**Problem details:** According to the reading text below on Sri Lanka's constitutional crisis, for what date had the parliamentary elections been scheduled before that decision was revoked?

**Reading text:**
## BEGIN
When the UPFA withdrew from the UNP-led “National Government”, what the President should have done was to request the then prime minister and his cabinet to prove their majority in Parliament, and, accordingly, take appropriate action.
The situation certainly did not warrant an ex-parte removal of the sitting prime minister and ex-parte appointment of another prime minister through the “backdoor” .The process should have been transparent and legitimate.
Dissolution of Parliament on November 9
It is not necessary to repeat and analyse the unanimous judgment of the Supreme Court which adjudicated on the issue and, for plausible reasons given, held that the gazette proclamation dissolving parliament is a violation of the Constitution, and hence an invalid act which is of no force. This necessitated the revocation of the decision to hold elections to Parliament on January 5, 2019.
This deep exhaustive and rational analysis of the relevant constitutional provisions and the well-reasoned judgment are fully endorsed by the people who hailed the independent judiciary for safeguarding democracy.
What follows now? Is impeachment probable and viable?
Sri Lanka has had the bitter experience of witnessing the purported impeachment of the then Chief Justice Shirani Bandaranayake. Sri Lanka has also witnessed an attempted impeachment of President Ranasingha Premadasa, which was aborted half way, but, the present political situation is that the impeachment of President Sirisena is likely and probable. If it is brought by those who claim to have a hand in shaping the destiny of the country, the chances are that it will succeed given the present political situation.
It is a political issue that will ultimately decide whether President Sirisena will be implicated or not.
The pledge of the re-installed UNF government to implement its development programme within the remaining period of little over one year, and the publicly proclaimed refusal of President Sirisena to work with and cooperate with the new UNF Government might tilt the scale in favour of an impeachment process against President Sirisena.
In the event of an impeachment motion being moved — in terms of Art 38 (2) (a) (i) — in Parliament for the intentional violation of the Constitution, it appears that the Supreme Court judgment would suffice to prove this charge/ground for his removal without the necessity of going through an inquiry again under Art .38(2) (c)( d)(e) of the Constitution.
In such an event, the only positive defence the President could put forward is that his act of violating the Constitution was not “intentional”.
In other words, he will have to admit and plead in mitigation that he acted on the advice of his “legal experts” in taking those controversial decisions violating the Constitution.
Could such a defence be accepted by the people at large in a country which still upholds the sovereignty of the Constitution above the Executive President, the Cabinet, and Parliament remains to be seen.
## END
**Data segment:**
## BEGIN
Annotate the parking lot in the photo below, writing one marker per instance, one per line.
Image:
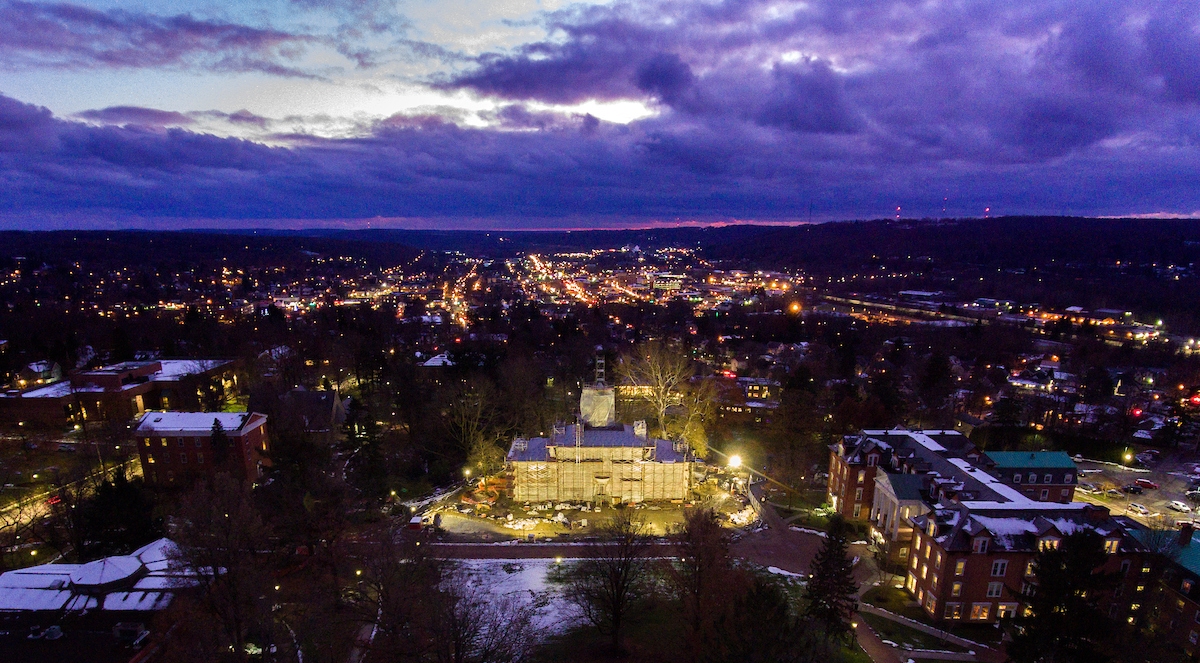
(1171, 472)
## END
**Expected output:** January 5, 2019